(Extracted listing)
★ ★ ★ ★ ★

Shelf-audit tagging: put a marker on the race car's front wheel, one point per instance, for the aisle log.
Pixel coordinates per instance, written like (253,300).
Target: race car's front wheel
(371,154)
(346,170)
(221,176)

★ ★ ★ ★ ★

*TASK INSTRUCTIONS*:
Rewrite the entire listing above, including each request, and multiply every point coordinate given as an answer by 2, rounding to whole numbers with halves going up. Leave the request text and the sample format unchanged.

*RESULT OF THE EXERCISE*:
Shelf-audit tagging: put a marker on the race car's front wheel, one point per instance, for the aisle log.
Pixel coordinates per instance, written like (253,300).
Target: race car's front wheel
(742,308)
(692,340)
(442,352)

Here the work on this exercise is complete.